* **Task brief**:
Return every one of the entries below word for word, leaving nothing out and changing nothing.

Entries excerpted from a collection
━━━━━━━━━━━━━━━━

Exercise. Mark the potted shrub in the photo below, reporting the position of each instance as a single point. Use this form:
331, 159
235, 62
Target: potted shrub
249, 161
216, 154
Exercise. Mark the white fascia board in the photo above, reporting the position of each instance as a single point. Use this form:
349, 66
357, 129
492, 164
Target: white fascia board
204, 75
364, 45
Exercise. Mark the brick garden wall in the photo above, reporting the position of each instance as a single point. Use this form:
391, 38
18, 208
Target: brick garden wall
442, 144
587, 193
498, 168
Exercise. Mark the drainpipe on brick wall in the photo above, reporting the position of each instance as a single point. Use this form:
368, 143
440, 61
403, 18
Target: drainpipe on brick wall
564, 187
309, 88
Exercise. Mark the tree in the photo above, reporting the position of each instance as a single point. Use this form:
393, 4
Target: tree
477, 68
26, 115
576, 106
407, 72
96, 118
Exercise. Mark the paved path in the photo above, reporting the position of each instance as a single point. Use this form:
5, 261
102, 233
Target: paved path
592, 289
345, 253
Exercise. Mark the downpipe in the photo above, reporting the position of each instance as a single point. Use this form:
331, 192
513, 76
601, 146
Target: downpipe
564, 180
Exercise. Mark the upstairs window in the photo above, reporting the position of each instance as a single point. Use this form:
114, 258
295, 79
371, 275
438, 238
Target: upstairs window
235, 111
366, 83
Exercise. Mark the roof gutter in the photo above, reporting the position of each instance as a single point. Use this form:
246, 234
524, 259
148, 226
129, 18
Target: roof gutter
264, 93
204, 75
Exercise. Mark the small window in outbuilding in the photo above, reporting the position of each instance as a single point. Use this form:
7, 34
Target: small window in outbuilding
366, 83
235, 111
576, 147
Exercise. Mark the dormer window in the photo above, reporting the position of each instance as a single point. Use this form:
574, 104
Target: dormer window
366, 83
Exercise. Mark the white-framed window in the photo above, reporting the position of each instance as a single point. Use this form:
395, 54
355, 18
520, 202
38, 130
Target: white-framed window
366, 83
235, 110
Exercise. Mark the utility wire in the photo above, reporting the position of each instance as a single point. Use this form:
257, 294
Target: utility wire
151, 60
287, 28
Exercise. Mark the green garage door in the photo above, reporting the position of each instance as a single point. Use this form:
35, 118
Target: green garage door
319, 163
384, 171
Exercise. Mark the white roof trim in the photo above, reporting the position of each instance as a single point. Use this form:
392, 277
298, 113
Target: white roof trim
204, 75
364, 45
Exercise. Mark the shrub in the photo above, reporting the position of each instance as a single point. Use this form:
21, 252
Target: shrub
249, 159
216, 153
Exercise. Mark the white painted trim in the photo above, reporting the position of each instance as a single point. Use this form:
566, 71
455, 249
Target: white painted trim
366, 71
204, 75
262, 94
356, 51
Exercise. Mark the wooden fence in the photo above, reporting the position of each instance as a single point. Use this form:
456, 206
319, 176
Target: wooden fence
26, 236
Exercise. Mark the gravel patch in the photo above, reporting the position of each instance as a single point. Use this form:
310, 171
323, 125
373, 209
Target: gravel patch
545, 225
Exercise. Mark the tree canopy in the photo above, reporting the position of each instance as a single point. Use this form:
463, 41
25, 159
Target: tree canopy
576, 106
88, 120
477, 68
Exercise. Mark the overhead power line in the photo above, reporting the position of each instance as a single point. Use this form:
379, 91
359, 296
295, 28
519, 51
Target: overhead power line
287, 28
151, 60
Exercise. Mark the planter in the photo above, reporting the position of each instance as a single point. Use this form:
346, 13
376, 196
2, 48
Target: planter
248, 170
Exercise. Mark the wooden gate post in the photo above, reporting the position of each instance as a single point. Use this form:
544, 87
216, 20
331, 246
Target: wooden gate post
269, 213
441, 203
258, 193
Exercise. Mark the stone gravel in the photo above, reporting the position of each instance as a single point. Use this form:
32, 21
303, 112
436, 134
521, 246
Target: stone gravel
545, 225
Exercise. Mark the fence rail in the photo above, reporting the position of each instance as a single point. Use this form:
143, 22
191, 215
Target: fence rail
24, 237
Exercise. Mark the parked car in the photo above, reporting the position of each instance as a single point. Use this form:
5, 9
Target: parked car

━━━━━━━━━━━━━━━━

* **Result**:
Exercise. Mark the potted shrub in the photo below, reporting the position of each instance as a single point. Use this form:
331, 159
235, 62
Target: potted shrub
249, 161
216, 154
Exercise. Mark the white fascia board in the photo above, reporting the position of each instance as a single point. Use this form:
349, 66
357, 129
492, 164
Target: white fascia board
204, 75
364, 45
Exercise. Mark the brick garden wall in the photo above, reporting the position of each instance as a single point. Use this form:
391, 38
18, 208
Target: brick garden wall
442, 144
587, 193
498, 168
Exercise. Mark the drainpipe on brick wall in the photo above, reporting the position of each instance as a single point. Use this form:
368, 143
440, 61
403, 18
Target: drainpipe on brick wall
564, 187
309, 88
Exercise. Mark the tree in the photo above, reporting the position of each instance as a single point. Use this form:
393, 4
Target: tree
477, 68
26, 115
576, 106
407, 72
96, 118
Exercise. Mark the paved path in the photo above, reporting the position of each instance as a single point. Use this form:
5, 261
102, 233
Target: paved path
592, 289
345, 253
Exercise. Mark the downpipe in the photo above, reporting the position of each instance as a single point. Use this form:
331, 192
513, 76
601, 146
Target: downpipe
564, 180
Exercise. Mark the upstairs window in the photo above, reporting the position of each instance as a single point. Use this form:
114, 258
295, 79
371, 275
438, 238
Target: upstairs window
235, 111
366, 83
Exercise. Mark the roof gutter in the photo above, reporting the position of each instance as a single point. Use this form:
246, 234
524, 259
148, 226
129, 18
Target: roof gutter
264, 93
204, 75
Exercise. Mark the small window in outbuilding in the photo above, reporting the position of each instance as a single point. Use this form:
7, 34
Target: small window in outbuilding
366, 83
235, 111
576, 147
Exercise. Mark the dormer window in the photo above, reporting the position of each instance as a single point. Use this form:
574, 104
Target: dormer window
366, 83
Exercise. Mark the white-framed window in the photo above, reporting the position of each instance as a single point. Use this form:
395, 54
355, 18
520, 202
38, 130
Target: white-framed window
366, 83
235, 110
Exercise. Mark the utility wire in the photo above, reporting the position of each instance as a single point. Use this form:
257, 294
Target: utility wire
151, 60
287, 28
Exercise. Mark the green garage door in the photo above, reporting the position of each instance as a single point. Use this form:
35, 118
Target: green garage door
319, 163
384, 171
Exercise. Mark the white roof trim in the photo above, reporting the position of each instance as a single point. Use this form:
392, 277
298, 113
Target: white roof trim
204, 75
364, 45
Exercise. Mark the shrub in the photo above, reporting the position of each instance as a single point. Use this form:
21, 252
Target: shrub
249, 159
216, 153
Exercise. Mark the white painted trim in the photo above, reporting the position of each instance as a single point. Use this form:
566, 71
455, 249
Target: white painted trim
366, 71
204, 75
262, 94
356, 51
Exercise. Mark the wooden fence in the photo above, reporting the position of each instance as a single point. Use this form:
456, 206
319, 176
Target: wooden fence
26, 236
Exercise. Mark the gravel patch in the photo above, reporting the position of each instance as a single point. Use this form:
310, 171
323, 125
373, 209
Target: gravel patch
545, 225
Exercise. Mark the tree canopy in the photo above, reporting the position of each instance as a single point. Use this form:
463, 41
25, 159
Target: tree canopy
576, 106
88, 120
477, 68
Exercise. Mark the overhead power line in the photo above, reporting the position of each instance as a single point. Use this form:
379, 91
359, 296
295, 28
519, 51
Target: overhead power line
287, 28
151, 60
Exercise. Mark the planter in the photo above, reporting the position of each instance as a single point. Use this form:
346, 13
376, 196
2, 48
Target: planter
248, 170
Exercise. Mark the wooden gate post in the photo above, reporting the position of each instance as a single point. Use this form:
544, 87
216, 20
331, 246
Target: wooden gate post
269, 213
441, 203
258, 193
Exercise. Mark the stone gravel in the photo above, reporting the position of each instance as a single point. Use this form:
32, 21
303, 112
436, 134
521, 246
Target: stone gravel
545, 225
Exercise. Mark the fence rail in the photo above, reporting the position of each instance as a single point. Use this form:
143, 22
191, 215
Target: fence rail
24, 237
Exercise. Mark the parked car in the photo above, reporting the position of each instance as a single point. Use this form:
5, 9
Target: parked car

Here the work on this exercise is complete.